From: Linda (joelinda1@home.com)
Date: Wed Sep 27 2000 - 06:26:04 PDT
[Here 'ya go, Jeff. Sentiment on CMGI might be starting to change.
Nasdaq futures this morning look like we are in for a bounce; could
just be a dead cat (technical) bounce, but even that will be welcome.
Naz is sitting right at the bottom of trading range. Will be
interesting to see what the volume and close are like today.
Linda]
May Be Time To Buy CMGI
by Chris Nerney
September 26, 2000 - Well, this hardly can be the market reaction CMGI
(NASDAQ:CMGI) and its investors had hoped for in the wake of the
company's reorganization and much-better-than-expected Q4 earnings.
Though a loss of $633.7 million, or $2.17 per share, doesn't exactly
qualify as good news, it easily beat street estimates of a $2.45 per
share net loss.
But since CMGI released its fourth-quarter report after regular
trading hours on Thursday, shares have fallen 16% to $30.63 by
mid-afternoon on Tuesday and are in danger of dipping below $30 for
the first time in 19 months.
CMGI's precipitous ticker plunge this year (down 78% from the Dec. 31
close of $138.44) has been a nightmare for company shareholders,
especially coming after last year's phenomenal 940% gain.

-- What the task asks --
According to the text on CMGI, what net loss per share had street estimates predicted for the company's fourth quarter? These data come from a separate source.

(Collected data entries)
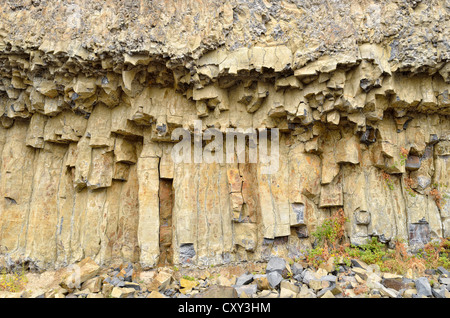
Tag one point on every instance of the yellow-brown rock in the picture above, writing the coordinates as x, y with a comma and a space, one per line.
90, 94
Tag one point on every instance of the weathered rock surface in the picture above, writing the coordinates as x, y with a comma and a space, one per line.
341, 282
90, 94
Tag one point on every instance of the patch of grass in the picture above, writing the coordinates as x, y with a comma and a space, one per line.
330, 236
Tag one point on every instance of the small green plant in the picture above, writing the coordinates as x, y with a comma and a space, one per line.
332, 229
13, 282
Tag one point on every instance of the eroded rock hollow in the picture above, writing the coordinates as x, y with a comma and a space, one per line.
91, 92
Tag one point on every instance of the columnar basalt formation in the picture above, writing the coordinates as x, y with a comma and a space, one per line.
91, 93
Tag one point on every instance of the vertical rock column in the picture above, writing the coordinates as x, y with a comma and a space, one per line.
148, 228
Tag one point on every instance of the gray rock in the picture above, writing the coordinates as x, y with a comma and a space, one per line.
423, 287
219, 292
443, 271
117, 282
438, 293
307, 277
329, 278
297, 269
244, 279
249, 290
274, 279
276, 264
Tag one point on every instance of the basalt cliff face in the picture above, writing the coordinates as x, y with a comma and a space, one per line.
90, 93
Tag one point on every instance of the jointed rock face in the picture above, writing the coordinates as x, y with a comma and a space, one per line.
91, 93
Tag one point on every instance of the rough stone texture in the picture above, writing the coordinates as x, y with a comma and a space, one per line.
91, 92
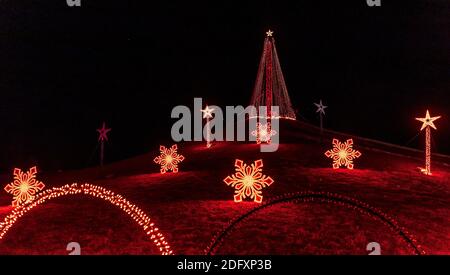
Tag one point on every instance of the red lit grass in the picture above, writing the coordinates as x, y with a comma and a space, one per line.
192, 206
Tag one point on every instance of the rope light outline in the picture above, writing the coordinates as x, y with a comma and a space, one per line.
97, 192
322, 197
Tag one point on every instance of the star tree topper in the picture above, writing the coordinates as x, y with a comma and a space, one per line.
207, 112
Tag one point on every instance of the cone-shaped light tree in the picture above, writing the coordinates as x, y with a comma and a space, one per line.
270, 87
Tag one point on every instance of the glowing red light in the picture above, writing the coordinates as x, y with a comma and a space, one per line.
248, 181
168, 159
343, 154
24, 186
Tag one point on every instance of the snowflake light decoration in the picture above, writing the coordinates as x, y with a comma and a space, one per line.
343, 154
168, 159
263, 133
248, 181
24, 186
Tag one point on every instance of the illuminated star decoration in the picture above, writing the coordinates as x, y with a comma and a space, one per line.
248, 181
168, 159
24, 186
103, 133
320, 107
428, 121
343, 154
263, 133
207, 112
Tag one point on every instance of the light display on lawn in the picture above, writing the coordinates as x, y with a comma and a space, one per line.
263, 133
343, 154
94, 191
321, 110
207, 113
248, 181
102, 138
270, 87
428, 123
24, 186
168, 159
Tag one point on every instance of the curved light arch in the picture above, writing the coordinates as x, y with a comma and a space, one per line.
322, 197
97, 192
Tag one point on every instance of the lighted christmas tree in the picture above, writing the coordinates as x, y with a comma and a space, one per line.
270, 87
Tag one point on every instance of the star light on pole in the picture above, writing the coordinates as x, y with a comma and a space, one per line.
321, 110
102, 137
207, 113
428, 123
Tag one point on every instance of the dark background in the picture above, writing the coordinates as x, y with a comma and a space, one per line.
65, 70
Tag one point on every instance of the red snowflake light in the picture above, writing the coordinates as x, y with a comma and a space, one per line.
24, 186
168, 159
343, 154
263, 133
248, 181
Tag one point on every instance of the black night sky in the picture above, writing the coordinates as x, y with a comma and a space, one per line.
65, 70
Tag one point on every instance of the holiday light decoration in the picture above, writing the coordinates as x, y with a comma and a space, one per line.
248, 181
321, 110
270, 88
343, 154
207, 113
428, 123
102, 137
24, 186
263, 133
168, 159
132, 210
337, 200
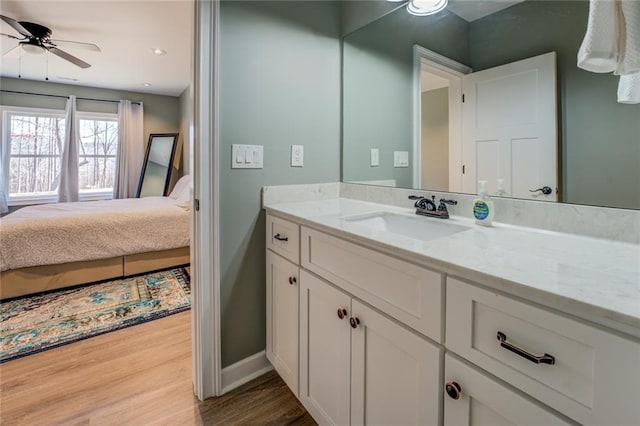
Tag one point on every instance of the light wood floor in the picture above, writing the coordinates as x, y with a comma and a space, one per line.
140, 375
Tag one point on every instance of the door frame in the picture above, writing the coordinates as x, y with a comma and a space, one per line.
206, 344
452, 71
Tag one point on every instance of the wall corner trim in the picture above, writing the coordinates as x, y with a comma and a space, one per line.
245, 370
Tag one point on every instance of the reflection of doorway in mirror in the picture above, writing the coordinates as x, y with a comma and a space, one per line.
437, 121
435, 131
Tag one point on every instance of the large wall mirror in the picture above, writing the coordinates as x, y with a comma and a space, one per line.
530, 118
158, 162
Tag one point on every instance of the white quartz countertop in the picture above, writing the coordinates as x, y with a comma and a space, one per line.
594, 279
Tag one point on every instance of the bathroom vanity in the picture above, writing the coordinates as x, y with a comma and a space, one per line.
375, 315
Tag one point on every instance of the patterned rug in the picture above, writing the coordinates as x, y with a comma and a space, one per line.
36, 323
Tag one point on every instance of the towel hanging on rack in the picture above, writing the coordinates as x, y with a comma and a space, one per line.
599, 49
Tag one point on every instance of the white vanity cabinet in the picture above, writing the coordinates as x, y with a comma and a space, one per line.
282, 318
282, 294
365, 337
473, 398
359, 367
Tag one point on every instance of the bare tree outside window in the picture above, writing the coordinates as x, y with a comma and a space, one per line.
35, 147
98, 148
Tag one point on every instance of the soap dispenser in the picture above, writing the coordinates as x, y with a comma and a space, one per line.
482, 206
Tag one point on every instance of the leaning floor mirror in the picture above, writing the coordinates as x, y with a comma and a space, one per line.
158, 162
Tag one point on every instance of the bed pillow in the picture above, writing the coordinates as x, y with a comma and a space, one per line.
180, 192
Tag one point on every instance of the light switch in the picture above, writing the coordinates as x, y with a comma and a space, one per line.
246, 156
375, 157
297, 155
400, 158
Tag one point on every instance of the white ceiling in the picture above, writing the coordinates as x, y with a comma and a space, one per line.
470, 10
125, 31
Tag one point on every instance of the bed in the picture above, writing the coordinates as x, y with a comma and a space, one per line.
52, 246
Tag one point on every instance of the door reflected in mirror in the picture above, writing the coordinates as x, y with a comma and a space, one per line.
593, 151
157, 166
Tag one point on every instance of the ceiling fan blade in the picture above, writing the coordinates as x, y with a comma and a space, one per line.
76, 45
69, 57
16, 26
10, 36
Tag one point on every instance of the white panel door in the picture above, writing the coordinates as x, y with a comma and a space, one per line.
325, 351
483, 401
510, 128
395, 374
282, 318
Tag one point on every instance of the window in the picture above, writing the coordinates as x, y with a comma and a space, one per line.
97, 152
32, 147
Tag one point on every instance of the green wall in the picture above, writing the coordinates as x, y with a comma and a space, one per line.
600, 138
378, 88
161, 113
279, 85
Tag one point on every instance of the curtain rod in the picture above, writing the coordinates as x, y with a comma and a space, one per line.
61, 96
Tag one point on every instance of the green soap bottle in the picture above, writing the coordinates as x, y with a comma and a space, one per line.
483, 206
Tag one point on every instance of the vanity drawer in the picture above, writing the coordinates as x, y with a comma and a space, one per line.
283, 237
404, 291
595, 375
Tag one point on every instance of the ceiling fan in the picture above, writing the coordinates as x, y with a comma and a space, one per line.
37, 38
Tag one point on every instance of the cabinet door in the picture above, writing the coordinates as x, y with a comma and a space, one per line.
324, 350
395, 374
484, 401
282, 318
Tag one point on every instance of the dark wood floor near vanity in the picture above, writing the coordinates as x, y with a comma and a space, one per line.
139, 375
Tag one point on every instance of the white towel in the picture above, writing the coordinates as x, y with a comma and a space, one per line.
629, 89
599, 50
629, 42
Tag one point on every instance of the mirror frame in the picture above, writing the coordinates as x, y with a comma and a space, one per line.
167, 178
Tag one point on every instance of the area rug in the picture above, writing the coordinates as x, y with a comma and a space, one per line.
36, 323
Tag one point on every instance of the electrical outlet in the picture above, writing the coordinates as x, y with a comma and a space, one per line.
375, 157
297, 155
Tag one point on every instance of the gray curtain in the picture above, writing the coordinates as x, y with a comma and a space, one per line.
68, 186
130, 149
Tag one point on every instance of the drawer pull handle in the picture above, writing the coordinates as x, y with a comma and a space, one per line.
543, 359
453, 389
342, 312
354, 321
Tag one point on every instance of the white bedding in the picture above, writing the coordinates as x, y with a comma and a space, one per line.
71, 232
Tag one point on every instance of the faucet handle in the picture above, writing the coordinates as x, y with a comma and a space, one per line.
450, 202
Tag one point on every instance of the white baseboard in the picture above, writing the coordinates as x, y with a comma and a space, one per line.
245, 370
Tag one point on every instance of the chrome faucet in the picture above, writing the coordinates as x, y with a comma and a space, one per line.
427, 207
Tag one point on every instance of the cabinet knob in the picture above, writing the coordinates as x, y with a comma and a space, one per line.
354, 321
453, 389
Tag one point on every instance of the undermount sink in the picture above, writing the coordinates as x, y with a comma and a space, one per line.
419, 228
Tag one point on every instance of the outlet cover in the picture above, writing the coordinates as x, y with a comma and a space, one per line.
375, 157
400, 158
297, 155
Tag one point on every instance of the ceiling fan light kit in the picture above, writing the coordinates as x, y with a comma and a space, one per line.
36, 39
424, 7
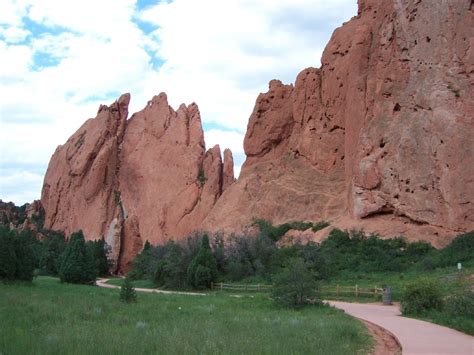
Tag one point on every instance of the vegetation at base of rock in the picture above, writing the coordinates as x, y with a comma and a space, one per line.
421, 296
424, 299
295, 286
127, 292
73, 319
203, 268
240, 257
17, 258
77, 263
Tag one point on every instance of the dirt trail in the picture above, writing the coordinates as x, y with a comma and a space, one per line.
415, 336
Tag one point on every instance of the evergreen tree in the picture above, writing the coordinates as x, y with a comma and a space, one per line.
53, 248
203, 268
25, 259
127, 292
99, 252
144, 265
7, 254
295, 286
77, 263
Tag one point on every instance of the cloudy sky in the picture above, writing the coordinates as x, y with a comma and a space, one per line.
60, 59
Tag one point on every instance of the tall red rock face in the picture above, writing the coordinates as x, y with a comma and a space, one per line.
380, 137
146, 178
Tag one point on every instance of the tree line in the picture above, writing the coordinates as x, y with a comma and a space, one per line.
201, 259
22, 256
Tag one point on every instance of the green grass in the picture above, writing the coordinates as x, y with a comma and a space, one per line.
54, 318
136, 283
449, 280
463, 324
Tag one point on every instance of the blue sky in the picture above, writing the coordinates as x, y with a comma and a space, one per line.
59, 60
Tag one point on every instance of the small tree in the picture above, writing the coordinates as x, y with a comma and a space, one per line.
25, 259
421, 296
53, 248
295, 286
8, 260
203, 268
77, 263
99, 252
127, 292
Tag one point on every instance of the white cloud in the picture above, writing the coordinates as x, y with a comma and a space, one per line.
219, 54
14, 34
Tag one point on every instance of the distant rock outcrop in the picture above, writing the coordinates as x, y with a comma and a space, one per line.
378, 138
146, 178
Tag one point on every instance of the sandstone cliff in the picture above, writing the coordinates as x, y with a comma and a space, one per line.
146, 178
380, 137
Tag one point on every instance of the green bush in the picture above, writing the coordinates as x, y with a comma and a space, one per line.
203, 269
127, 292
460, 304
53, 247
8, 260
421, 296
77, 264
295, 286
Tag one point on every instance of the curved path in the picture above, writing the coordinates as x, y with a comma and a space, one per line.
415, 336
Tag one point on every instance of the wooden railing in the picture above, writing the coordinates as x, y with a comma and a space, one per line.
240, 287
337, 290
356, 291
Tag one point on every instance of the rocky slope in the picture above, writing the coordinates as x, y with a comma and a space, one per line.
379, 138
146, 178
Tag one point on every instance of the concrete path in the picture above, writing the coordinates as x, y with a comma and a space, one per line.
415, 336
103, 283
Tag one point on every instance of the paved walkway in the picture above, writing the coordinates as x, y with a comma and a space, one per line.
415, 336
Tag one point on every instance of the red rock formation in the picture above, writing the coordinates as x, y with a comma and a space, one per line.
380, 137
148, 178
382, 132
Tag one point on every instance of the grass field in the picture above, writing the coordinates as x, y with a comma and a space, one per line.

-- Output --
A net loss of $2.45 per share.